(Study material Opens)

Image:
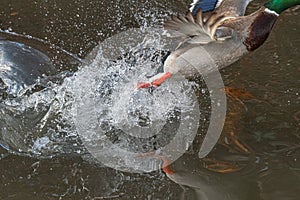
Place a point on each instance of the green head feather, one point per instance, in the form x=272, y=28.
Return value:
x=280, y=5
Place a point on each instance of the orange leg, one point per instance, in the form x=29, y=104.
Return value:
x=157, y=82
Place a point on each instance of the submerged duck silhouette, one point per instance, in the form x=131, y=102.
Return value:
x=215, y=34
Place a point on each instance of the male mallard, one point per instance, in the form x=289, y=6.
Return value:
x=216, y=34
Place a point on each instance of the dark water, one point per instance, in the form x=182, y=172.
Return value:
x=257, y=156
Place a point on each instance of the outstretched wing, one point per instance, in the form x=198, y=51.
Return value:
x=206, y=16
x=230, y=8
x=195, y=29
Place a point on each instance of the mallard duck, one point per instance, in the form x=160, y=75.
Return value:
x=215, y=34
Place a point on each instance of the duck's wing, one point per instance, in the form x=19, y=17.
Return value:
x=229, y=8
x=194, y=29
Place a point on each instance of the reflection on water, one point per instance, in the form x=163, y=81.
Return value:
x=256, y=158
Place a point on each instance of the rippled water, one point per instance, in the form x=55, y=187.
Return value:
x=257, y=156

(Study material Closes)

- Task brief -
Find the string "duck" in the material above. Then copy each line that has it.

- Response to the task -
Place a point on each instance of the submerged duck silhouette, one point per instance, in the form x=131, y=102.
Place a point on each instance of the mallard duck, one point per instance, in the form x=160, y=75.
Place a point on each instance of the duck's wing, one point per instance, in the form x=19, y=17.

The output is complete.